(Labels for object points)
begin

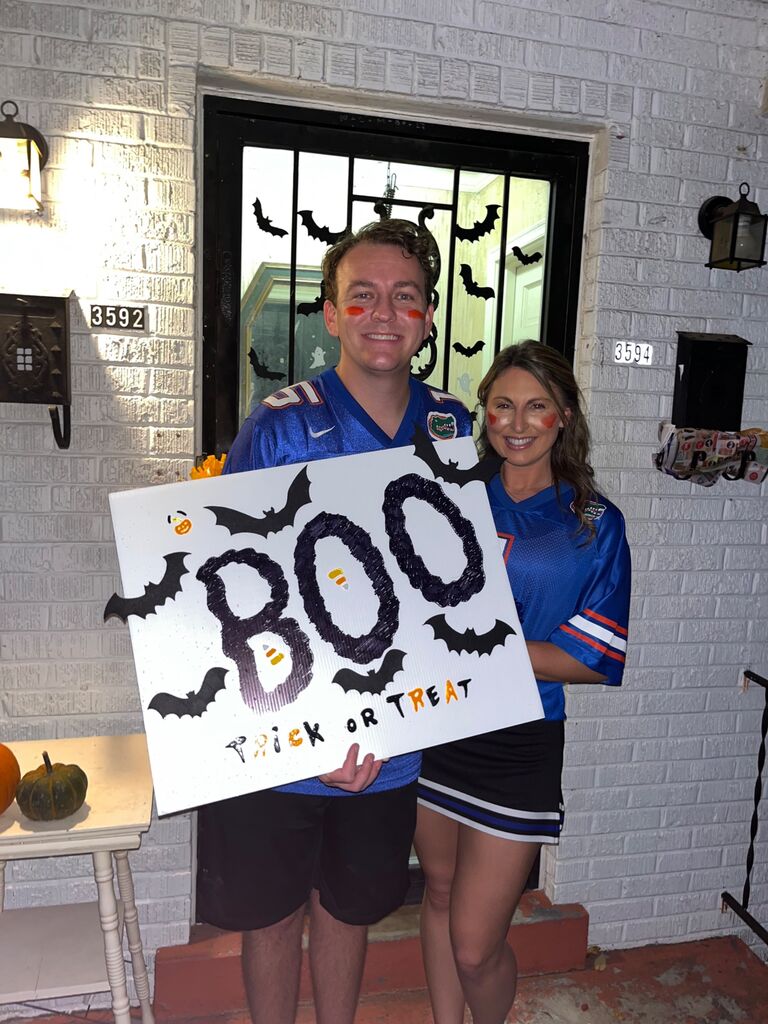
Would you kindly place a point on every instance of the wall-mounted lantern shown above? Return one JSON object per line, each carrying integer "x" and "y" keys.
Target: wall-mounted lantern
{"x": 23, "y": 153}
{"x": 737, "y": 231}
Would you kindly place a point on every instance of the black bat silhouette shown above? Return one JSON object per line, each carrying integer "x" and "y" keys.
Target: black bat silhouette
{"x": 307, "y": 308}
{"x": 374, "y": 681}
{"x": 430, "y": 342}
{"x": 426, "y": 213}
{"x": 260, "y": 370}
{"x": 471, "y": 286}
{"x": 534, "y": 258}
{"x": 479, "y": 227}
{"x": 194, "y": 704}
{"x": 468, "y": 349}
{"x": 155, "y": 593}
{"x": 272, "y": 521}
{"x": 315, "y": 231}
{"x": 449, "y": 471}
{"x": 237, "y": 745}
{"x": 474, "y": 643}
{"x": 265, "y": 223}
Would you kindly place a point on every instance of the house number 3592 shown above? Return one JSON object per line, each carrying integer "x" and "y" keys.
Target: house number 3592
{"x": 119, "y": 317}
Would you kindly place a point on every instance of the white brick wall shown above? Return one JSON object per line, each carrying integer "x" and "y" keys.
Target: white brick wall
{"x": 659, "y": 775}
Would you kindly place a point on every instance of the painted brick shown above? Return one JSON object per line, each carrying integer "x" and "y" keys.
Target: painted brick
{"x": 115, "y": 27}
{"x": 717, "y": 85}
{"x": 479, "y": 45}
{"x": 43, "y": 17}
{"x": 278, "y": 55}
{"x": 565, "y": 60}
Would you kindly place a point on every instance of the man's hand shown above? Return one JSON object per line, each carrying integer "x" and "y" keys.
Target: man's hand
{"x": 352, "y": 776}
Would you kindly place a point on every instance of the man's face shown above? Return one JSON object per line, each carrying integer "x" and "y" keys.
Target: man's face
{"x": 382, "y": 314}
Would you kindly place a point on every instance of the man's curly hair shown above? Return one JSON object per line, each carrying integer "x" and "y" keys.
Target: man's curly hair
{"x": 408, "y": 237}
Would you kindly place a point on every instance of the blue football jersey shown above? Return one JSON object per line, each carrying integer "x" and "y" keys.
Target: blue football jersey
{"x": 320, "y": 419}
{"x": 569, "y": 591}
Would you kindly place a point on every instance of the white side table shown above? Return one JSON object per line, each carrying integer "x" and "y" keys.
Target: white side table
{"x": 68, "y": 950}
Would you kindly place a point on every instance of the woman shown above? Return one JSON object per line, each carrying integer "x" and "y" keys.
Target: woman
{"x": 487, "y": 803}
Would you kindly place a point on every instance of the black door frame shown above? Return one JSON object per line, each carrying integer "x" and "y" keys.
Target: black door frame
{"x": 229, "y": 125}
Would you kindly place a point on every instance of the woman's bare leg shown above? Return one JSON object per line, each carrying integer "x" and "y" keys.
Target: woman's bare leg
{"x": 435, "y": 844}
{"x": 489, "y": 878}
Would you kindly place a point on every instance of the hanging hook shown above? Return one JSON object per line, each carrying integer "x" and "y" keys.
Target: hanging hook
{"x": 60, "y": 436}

end
begin

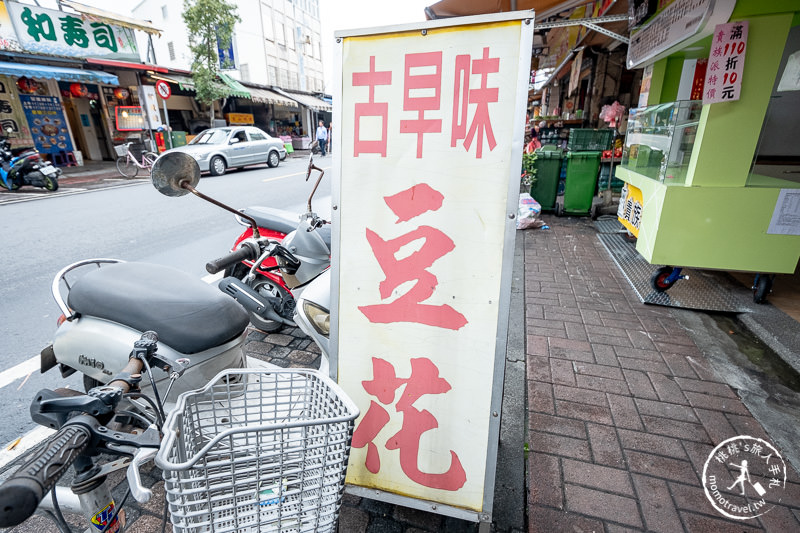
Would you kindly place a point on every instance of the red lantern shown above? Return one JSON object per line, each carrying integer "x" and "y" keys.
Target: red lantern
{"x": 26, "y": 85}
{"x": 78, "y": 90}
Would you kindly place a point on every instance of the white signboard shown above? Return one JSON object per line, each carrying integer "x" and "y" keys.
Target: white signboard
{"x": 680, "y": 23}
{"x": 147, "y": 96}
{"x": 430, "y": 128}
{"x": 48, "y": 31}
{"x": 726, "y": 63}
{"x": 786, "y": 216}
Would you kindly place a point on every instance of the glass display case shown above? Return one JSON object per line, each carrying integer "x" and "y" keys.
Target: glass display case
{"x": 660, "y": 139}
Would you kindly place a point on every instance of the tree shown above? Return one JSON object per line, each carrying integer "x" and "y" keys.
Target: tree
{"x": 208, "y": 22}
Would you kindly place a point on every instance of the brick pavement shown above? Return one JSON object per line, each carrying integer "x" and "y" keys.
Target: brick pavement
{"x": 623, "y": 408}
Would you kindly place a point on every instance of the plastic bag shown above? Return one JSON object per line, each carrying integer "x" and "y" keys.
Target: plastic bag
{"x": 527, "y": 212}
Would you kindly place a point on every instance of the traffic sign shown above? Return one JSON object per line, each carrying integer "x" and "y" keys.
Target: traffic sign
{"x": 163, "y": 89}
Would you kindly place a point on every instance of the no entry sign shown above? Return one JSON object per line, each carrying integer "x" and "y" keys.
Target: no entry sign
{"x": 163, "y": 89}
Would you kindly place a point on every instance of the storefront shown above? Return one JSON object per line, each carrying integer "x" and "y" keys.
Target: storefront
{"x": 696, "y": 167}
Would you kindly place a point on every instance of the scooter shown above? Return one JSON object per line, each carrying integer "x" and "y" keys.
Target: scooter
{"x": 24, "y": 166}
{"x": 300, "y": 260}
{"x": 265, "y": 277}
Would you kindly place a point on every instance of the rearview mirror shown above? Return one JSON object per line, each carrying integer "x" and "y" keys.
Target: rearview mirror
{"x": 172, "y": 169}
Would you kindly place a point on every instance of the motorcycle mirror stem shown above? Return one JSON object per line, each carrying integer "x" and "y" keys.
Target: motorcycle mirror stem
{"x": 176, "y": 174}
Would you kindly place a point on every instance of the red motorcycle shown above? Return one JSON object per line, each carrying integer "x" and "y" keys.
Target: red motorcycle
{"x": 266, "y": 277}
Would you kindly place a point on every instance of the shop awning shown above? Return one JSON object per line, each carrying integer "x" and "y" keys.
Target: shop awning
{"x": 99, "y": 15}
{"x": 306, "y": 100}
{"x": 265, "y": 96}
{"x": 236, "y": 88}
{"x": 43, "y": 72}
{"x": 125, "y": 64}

end

* **SHORT EXERCISE**
Count the lines above that contain the string "pavement", treating uppercase and lowercase as distinct, and give only that number.

* **EXPECTED ANSWER**
2